Data items
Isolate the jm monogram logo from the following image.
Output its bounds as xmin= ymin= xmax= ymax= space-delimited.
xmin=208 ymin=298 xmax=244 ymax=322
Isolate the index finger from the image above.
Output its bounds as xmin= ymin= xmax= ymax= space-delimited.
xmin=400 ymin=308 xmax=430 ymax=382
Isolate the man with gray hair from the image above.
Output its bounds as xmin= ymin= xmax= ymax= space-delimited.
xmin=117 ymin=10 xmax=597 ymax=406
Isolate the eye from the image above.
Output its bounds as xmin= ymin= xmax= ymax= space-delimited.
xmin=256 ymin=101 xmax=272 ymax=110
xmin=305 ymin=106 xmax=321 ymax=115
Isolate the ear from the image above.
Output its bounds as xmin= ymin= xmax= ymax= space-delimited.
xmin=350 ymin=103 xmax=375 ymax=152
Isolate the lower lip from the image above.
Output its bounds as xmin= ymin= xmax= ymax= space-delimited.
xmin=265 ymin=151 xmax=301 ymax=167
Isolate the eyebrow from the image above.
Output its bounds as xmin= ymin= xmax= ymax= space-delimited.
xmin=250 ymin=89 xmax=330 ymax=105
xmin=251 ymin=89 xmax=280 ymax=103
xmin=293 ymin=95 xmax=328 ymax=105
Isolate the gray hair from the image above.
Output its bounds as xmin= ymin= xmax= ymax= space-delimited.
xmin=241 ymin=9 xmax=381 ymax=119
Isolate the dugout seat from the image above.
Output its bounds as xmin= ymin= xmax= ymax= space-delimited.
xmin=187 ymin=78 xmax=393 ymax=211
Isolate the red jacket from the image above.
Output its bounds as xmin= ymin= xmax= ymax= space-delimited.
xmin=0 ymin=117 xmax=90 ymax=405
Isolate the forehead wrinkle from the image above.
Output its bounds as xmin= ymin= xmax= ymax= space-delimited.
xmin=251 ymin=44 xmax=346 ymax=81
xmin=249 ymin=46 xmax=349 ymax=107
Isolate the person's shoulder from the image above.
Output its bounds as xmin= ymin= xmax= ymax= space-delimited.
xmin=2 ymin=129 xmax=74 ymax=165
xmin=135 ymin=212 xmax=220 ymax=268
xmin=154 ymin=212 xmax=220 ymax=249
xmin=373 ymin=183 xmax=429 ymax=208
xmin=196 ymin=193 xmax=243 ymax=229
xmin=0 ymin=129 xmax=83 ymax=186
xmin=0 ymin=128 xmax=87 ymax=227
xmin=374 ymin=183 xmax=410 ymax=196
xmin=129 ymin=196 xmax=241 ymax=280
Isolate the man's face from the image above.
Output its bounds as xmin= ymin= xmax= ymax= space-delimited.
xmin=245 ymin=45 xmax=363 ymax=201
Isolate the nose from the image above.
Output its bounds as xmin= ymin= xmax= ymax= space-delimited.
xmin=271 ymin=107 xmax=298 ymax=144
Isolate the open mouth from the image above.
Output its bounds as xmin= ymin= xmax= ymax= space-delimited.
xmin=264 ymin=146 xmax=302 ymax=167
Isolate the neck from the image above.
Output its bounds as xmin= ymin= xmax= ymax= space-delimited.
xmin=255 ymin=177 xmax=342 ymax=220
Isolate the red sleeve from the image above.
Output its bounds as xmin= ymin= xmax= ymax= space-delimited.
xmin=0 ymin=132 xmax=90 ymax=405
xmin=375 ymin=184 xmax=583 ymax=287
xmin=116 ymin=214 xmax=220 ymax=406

TASK PROMPT: Which lines of the records above contain the word "hair"? Report each one.

RESPONSE TO THIS EXERCISE:
Isolate the man with gray hair from the image above.
Isolate the gray hair from the image above.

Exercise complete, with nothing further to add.